• [ASSIGNMENT]:
Count the lines of the records below that contain the string "negative", matching case exactly, and give only the number.

━━━ EXCERPTED DATA

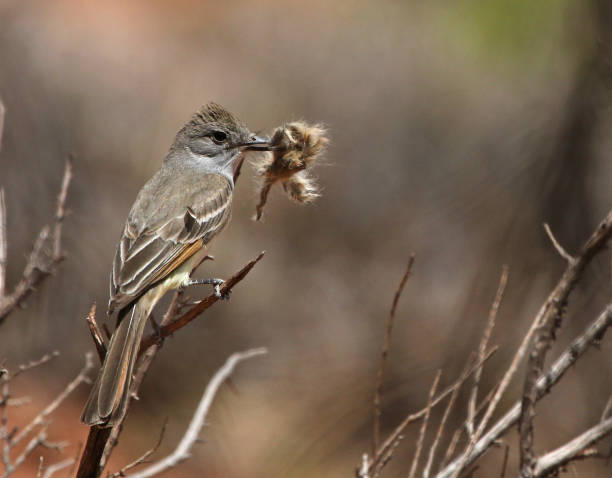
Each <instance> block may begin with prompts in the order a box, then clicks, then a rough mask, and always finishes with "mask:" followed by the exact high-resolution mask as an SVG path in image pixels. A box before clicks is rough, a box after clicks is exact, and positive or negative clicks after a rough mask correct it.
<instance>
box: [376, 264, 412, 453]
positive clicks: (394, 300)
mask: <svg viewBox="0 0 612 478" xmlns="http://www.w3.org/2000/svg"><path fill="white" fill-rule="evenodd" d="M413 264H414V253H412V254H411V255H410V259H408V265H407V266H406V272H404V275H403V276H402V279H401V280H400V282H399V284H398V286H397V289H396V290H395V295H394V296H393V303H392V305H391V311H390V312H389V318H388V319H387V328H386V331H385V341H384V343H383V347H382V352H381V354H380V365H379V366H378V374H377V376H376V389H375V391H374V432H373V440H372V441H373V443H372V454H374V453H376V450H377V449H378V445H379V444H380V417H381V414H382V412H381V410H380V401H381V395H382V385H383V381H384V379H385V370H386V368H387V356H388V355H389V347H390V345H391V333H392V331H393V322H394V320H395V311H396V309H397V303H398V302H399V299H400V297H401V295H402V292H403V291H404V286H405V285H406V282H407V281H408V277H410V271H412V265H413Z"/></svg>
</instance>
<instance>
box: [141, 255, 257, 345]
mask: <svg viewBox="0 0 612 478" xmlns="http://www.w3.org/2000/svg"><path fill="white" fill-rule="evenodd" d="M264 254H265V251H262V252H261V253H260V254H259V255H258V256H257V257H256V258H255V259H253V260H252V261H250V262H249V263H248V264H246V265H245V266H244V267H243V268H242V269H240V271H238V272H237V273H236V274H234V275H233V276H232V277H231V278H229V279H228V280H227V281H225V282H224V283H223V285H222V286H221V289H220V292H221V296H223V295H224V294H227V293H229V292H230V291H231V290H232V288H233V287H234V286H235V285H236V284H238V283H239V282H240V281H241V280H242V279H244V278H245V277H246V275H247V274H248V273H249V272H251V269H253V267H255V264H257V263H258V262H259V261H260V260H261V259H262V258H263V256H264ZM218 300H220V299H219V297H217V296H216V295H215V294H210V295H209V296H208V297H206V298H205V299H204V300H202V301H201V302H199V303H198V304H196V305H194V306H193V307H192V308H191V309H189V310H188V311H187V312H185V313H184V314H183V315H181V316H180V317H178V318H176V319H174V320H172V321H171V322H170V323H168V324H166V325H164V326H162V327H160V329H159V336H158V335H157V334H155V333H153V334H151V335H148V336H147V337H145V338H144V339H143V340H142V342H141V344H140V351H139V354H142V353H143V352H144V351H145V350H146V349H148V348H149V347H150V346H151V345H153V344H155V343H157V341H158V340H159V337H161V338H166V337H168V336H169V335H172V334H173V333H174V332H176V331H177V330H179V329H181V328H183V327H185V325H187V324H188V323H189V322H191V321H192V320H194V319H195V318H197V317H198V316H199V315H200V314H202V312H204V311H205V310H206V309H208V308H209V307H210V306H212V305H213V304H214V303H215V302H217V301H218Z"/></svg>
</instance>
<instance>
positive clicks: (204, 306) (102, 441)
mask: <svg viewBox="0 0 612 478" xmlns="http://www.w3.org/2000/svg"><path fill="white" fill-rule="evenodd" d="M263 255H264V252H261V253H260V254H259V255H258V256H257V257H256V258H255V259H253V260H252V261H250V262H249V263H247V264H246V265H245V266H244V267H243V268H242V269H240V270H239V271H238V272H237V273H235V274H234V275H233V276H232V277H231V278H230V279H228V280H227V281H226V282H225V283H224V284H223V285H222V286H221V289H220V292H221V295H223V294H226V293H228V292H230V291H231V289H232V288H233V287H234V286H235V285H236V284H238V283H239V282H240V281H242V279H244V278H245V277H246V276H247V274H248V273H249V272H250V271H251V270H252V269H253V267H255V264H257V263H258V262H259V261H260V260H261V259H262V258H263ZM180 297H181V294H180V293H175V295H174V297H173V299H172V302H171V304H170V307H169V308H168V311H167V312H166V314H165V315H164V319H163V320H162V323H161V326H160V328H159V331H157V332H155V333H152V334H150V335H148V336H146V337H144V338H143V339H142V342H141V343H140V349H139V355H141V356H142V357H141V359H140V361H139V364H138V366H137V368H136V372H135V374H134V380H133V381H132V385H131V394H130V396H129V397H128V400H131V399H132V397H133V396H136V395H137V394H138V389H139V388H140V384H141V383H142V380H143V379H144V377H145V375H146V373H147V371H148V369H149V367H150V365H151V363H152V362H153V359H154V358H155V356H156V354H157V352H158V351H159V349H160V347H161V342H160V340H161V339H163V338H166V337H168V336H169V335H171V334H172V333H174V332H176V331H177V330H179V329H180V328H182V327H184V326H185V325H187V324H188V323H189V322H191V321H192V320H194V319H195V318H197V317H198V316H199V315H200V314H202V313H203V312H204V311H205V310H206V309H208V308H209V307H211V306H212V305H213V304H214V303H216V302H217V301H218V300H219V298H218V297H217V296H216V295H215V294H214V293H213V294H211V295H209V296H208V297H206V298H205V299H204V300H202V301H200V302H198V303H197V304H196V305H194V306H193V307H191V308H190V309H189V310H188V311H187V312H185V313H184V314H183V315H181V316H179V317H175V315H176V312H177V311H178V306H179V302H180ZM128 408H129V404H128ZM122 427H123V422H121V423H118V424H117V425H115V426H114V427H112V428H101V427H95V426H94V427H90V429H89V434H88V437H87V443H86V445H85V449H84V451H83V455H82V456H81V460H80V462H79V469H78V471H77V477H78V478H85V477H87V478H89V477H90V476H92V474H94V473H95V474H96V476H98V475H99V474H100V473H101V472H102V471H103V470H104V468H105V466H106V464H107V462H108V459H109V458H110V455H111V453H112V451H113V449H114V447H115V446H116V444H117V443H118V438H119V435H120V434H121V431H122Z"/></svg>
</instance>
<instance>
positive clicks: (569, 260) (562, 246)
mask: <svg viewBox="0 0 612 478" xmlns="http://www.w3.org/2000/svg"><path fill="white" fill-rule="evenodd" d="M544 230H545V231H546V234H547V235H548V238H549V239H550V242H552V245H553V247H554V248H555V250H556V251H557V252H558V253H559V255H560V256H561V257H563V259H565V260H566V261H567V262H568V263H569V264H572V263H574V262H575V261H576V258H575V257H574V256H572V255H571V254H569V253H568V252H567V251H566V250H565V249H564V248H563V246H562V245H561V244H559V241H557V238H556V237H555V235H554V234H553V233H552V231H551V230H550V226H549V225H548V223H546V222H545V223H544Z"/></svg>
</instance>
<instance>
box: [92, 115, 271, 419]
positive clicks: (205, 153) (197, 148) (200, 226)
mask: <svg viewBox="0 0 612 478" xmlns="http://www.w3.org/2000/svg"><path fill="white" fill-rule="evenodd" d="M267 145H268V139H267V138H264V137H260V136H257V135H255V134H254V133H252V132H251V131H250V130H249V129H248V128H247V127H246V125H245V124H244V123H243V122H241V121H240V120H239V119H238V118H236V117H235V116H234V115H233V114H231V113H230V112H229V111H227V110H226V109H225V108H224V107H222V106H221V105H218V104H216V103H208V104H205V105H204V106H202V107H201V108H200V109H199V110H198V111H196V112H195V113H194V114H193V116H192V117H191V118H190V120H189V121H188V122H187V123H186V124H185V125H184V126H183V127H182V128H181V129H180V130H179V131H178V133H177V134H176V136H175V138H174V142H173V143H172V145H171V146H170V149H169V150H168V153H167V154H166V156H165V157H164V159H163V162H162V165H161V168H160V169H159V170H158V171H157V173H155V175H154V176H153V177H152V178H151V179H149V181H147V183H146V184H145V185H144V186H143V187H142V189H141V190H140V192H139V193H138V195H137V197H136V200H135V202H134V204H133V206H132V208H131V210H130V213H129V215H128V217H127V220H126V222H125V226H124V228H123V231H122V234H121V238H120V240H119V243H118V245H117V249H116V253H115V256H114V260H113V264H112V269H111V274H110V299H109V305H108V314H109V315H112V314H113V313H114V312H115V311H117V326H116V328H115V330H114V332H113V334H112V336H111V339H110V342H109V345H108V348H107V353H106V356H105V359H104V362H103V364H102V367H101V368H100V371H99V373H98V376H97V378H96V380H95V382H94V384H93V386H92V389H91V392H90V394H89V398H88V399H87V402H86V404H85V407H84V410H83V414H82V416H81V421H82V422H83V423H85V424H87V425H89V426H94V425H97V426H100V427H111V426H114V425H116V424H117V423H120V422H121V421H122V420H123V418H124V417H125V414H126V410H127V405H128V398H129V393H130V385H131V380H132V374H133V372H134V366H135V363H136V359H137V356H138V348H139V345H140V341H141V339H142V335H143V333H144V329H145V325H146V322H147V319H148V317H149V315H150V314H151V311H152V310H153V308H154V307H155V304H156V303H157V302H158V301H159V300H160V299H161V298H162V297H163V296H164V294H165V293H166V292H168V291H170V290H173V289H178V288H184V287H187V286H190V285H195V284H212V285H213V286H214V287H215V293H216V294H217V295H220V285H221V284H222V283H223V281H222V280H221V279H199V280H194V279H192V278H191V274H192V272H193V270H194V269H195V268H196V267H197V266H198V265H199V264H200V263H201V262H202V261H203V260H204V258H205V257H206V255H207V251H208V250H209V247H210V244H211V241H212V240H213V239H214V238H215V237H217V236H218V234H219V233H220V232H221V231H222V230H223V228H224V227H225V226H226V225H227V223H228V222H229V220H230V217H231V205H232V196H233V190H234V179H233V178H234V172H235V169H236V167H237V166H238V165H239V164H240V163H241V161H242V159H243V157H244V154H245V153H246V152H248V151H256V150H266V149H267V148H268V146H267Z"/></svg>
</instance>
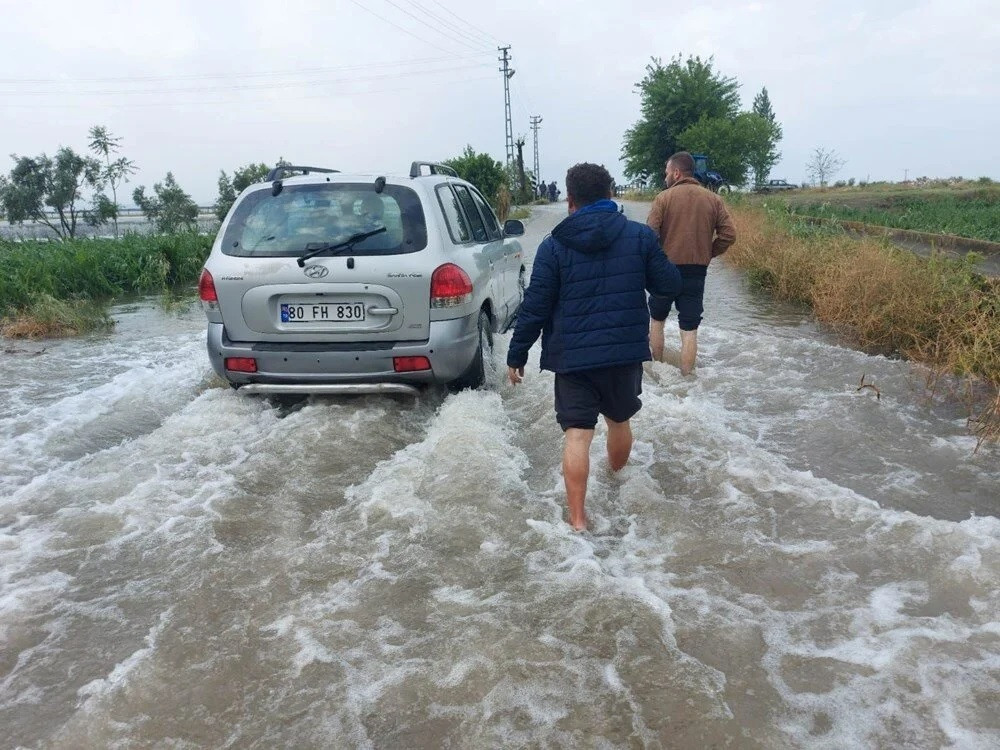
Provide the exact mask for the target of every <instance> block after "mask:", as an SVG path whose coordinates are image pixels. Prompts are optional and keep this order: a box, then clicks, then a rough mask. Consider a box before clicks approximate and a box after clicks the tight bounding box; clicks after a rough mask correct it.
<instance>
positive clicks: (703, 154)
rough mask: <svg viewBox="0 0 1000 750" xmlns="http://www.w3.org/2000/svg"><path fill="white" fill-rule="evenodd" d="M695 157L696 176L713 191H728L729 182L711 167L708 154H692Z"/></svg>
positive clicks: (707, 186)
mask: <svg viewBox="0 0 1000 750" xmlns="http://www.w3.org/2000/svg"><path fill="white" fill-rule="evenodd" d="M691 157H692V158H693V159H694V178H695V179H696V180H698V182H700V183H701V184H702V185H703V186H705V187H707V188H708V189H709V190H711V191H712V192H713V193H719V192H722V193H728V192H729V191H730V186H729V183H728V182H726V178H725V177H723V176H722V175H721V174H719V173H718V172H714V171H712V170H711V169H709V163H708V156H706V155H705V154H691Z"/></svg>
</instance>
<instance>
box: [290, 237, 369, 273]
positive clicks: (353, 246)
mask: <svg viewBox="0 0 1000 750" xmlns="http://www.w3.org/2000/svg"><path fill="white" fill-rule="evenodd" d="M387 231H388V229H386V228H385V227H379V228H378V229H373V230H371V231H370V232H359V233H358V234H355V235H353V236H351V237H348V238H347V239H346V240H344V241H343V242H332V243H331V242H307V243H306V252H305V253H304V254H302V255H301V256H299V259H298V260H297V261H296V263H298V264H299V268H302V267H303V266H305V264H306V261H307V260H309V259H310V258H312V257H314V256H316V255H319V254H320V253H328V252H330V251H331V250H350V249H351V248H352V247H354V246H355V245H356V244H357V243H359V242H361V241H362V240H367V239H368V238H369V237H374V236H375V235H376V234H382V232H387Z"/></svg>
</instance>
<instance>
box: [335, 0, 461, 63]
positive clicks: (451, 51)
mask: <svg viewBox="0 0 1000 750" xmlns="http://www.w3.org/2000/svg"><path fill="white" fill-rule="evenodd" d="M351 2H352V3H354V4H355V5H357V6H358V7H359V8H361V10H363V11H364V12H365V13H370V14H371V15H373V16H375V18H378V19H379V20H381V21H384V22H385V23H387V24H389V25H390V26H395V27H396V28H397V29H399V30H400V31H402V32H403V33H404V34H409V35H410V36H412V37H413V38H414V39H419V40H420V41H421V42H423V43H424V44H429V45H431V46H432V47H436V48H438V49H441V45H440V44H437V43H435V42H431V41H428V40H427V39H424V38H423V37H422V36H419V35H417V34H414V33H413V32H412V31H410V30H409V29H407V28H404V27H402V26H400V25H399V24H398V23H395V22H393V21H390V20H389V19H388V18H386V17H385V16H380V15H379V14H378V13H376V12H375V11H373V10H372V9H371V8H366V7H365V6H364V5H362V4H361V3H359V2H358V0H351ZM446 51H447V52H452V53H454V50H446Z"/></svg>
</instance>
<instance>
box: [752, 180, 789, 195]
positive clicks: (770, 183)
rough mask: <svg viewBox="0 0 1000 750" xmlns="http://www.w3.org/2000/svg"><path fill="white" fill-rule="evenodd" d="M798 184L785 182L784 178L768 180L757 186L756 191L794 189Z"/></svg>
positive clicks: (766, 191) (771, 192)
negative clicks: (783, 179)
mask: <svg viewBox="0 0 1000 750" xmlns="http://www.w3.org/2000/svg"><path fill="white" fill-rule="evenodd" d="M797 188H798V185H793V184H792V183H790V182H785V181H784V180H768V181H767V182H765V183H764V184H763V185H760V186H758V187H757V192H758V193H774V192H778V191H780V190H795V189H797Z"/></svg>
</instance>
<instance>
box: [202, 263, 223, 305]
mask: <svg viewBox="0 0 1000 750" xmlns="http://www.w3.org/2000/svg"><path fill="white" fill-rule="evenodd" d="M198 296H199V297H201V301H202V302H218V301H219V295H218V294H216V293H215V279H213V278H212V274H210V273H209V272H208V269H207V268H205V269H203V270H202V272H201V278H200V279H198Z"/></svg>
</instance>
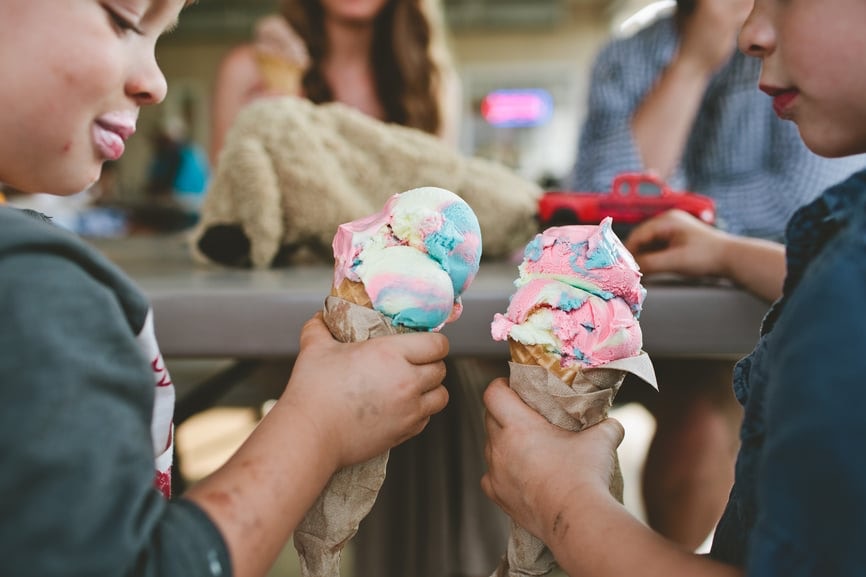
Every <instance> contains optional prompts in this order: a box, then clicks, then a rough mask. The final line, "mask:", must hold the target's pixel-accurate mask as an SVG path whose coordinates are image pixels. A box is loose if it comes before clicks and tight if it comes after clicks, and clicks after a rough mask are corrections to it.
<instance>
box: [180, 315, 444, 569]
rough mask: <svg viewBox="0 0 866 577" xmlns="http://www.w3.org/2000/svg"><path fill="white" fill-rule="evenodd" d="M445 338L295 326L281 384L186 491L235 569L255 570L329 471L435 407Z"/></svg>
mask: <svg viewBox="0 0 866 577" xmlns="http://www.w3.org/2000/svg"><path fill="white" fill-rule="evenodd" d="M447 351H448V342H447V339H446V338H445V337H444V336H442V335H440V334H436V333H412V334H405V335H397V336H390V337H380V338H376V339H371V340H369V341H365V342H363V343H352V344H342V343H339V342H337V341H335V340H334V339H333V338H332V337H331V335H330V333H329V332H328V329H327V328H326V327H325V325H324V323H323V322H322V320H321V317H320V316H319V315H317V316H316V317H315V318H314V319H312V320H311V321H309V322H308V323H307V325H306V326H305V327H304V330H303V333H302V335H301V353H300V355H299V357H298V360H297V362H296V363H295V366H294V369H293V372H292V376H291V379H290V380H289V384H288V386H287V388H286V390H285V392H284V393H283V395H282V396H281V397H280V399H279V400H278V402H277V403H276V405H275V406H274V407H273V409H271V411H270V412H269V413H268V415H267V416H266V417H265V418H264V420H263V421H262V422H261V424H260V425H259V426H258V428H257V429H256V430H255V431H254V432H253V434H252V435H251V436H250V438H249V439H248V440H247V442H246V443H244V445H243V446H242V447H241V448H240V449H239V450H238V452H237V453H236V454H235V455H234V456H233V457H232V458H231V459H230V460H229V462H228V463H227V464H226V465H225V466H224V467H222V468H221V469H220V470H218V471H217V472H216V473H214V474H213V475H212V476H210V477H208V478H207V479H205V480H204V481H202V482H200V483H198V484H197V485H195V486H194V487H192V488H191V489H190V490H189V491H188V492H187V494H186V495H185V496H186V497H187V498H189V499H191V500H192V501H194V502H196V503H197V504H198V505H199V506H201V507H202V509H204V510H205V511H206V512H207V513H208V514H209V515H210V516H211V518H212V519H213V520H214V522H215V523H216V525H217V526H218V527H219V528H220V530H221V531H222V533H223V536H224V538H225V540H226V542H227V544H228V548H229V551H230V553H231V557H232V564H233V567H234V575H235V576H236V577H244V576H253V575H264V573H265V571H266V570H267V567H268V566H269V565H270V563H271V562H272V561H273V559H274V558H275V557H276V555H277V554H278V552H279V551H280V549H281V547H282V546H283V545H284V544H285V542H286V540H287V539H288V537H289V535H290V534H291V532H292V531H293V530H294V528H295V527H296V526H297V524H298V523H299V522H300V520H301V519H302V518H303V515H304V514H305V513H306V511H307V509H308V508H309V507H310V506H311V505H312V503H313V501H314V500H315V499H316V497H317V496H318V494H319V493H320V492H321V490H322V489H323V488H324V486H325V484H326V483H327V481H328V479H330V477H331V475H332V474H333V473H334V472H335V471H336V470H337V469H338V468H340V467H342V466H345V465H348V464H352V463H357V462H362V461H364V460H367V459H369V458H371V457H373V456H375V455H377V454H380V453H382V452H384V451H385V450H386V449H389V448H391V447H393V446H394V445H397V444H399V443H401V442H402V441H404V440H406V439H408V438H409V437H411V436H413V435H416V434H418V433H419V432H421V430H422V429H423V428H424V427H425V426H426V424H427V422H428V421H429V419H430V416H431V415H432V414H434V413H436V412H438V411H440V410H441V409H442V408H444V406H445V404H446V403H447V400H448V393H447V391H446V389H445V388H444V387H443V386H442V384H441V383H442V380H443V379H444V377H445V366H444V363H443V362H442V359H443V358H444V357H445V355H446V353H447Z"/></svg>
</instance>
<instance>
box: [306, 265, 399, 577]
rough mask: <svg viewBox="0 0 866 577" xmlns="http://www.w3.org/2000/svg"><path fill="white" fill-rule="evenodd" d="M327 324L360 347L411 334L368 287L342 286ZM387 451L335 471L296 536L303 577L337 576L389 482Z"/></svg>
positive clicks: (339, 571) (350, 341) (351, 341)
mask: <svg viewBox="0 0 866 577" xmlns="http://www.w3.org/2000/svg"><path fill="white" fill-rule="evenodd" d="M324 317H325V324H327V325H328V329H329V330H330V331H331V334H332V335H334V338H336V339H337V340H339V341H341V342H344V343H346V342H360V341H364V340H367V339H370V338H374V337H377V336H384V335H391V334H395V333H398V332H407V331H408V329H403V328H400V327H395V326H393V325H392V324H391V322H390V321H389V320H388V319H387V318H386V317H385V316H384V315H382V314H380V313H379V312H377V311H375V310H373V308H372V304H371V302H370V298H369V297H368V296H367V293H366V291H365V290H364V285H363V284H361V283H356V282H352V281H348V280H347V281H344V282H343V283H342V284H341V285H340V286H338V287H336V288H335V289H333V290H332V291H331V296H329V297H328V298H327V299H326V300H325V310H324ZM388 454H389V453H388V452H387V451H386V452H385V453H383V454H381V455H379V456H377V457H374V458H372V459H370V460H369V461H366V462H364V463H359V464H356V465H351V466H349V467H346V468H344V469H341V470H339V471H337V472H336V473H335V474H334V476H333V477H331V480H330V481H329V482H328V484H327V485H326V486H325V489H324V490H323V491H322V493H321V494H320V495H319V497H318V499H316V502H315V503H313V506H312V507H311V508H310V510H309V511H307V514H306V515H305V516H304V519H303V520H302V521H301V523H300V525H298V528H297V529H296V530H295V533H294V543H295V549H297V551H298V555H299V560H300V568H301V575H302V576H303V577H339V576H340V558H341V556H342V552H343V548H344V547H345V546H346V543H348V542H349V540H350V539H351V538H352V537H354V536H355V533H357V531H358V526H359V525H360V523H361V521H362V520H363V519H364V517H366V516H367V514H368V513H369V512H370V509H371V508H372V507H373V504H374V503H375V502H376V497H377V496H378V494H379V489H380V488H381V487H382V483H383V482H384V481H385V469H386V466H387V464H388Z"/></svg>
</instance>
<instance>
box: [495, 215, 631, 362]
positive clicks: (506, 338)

━━━━━━

• [TASK RESPONSE]:
2